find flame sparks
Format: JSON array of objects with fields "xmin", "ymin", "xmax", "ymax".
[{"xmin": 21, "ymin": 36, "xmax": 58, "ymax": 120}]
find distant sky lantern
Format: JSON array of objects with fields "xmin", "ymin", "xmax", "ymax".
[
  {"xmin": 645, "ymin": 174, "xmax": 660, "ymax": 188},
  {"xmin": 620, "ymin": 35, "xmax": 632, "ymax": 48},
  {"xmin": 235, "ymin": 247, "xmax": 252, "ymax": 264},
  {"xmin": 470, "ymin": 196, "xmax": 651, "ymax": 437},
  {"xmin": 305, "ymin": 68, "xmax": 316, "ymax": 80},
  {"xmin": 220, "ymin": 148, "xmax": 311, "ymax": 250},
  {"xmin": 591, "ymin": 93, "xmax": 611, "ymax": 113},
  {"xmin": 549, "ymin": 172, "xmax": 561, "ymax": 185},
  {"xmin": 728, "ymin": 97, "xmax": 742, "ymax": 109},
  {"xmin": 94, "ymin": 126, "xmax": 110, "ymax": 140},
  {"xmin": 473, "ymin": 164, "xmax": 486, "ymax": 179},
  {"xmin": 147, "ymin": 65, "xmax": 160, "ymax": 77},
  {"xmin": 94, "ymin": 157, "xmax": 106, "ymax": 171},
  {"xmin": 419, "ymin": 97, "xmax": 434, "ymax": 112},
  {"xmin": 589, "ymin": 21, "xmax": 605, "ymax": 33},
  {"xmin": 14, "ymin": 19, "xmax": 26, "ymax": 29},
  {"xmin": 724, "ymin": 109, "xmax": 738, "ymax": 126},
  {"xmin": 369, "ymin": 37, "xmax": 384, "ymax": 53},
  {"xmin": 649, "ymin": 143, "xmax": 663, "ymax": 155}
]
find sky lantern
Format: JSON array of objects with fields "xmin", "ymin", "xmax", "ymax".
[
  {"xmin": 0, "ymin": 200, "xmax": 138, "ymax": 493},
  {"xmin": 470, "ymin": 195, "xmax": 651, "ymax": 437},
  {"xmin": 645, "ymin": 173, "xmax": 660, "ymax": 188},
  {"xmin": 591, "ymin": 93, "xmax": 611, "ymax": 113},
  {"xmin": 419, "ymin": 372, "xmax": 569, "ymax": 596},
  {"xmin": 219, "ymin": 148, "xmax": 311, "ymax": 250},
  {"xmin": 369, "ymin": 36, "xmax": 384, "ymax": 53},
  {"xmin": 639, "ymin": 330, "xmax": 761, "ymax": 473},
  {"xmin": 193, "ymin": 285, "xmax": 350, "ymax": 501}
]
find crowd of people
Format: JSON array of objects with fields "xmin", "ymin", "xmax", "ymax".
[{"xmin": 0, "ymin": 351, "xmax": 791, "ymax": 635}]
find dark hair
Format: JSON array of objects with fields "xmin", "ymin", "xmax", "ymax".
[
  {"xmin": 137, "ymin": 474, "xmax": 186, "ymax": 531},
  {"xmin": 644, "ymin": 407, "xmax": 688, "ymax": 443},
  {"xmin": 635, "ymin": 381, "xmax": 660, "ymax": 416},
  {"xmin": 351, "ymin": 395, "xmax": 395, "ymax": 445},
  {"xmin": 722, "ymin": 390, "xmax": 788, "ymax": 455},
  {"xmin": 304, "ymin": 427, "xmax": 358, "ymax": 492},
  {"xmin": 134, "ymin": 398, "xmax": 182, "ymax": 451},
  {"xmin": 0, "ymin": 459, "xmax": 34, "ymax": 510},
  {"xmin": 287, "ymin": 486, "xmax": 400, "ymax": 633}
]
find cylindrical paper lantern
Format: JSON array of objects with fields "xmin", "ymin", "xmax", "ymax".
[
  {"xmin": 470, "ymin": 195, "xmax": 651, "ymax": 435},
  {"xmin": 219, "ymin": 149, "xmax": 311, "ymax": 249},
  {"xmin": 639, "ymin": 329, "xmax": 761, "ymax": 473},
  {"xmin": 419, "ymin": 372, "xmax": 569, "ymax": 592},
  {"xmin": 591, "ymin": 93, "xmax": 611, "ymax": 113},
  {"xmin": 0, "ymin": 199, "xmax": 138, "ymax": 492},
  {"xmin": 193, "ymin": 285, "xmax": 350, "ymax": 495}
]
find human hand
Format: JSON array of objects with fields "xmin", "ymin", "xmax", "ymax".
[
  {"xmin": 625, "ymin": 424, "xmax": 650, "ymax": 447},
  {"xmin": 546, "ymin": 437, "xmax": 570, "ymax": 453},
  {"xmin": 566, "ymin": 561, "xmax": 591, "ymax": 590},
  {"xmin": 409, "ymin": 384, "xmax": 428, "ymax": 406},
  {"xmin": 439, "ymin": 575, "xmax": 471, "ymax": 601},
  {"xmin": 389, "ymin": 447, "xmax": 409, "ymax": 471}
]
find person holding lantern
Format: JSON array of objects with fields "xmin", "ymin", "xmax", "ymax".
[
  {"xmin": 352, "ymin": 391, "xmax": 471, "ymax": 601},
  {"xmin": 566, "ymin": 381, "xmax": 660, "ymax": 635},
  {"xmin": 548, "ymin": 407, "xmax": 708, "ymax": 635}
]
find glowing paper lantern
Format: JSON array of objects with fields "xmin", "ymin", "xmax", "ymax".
* * * * *
### What you should do:
Since only a count is wanted, give the number of lines in the listing that contain the word "find".

### Exercise response:
9